** Source **
******
Saturday, October 12, 2013

Fortified ruins...

Travelling to the parched, bushy outskirts of the kutch district heading to the very western most point of the Indian subcontinent you can't help but notice the change in scenery. 
The city is bustling with activity, business mostly and then there is the farming as you slowly make your way towards the outskirts. As you keep going further the landscape gets a bit wild and the old relics suddenly pop out of nowhere! 
It happens once then twice and well once again! Coincidences are there but most than twice well that's just planned... What are these old remnants of forts temples and fortified villages doing so far from civilisation? 
This reflections make you want to take a trip to the past in search of the answer and also the little excitement you get when you are prying into the life of the thakurs, owners and rajahs.
I head past the few remaining splendours of architecture to the abandoned fortified village of lakhpat. Situated at the very edge of the great rann of kutch, the village lies abandoned within fortified walls...
While reading the asterix comics you read about fortified villages.  The concept in itself is very familiar but none of that would prepare you for the sheer magnitude of an actual fortified village. The huge walls actually encompass a whole village, in today's age it would be like building a wall around any of our cities. Crazy as it may sound it actually is the fact! The intricate designs and ornately designed windows hold you spell bound at first and then a moment late you thank the people who made it such an impossible feat to pry out, hence leaving it to remain for you to glimpse at it. As you walk along the dusty street that was once a bustling market you secretly wish that you were in the period when the town flourished...
Admiring and visualising I make my way to an imposing house, kind of like a billionaires hous of today. This house is massive because it houses five huge houses within it. Again the intricate design on the windows reflect the taste and the opulence of the owner... But leave it be the one that really caught my fancy was the drainage... The drains were just an engineering marvel in itself. You don't actually see the waste flowing out but you instead see an incredibly awesome design in stone that hides the path the waste takes.
Before you start thinking I am a plumber I better move on. There are the government offices that collected tax, the parliament that settled disputes, the guard posts and other administrative building that fight for a perfectly symmetrical stand with the various places of worship.
India has always proved itself as a very religious country and the evidence is everywhere. Be it our folk lore, history or just stories, religion has played a major part. Here too the fortified walls encompass a mosque, a temple and a gurdwara.
As the sun begins its descent I stand on the fort walls looking into the distance and think back on why such a glorious place has fallen to ruins. The religious me look to the heavens and wonder why he had made it possible for the people to build such a magnificent  place only to let it go to ruins and a centuries time....

Wednesday, April 24, 2013

A hole in the wall


Right in the middle of the capital cit of Kerala, Thiruvananthapuram, is located the Thiruvananthapuram fort. The fort houses the wealthiest temple in the world and is also full of stories. 
The wall too tell of a wonderful story, one where the city was saved by the walls. Legend has it that Tipu Sultan the ruler of Mysore wanted to annex Thiruvananthapuram to his expanding empire after conquering the Malabar area. Catching wind of his plans to conquer the city the then ruler of Thiruvananthapuram asked his subjects to abandon the city taking with them all the food supply and water. The soldiers troop into the city and when the last of the soldiers marched in the king ordered the gates to be shut from the outside.
******
** Recorded information **
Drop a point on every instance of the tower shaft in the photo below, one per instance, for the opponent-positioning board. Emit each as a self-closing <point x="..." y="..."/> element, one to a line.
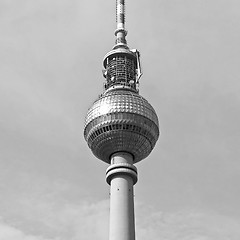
******
** Challenge **
Reproduce word for word the part of the travel blog above that begins at the words "India has always" and stops after the words "and a gurdwara.".

** The output **
India has always proved itself as a very religious country and the evidence is everywhere. Be it our folk lore, history or just stories, religion has played a major part. Here too the fortified walls encompass a mosque, a temple and a gurdwara.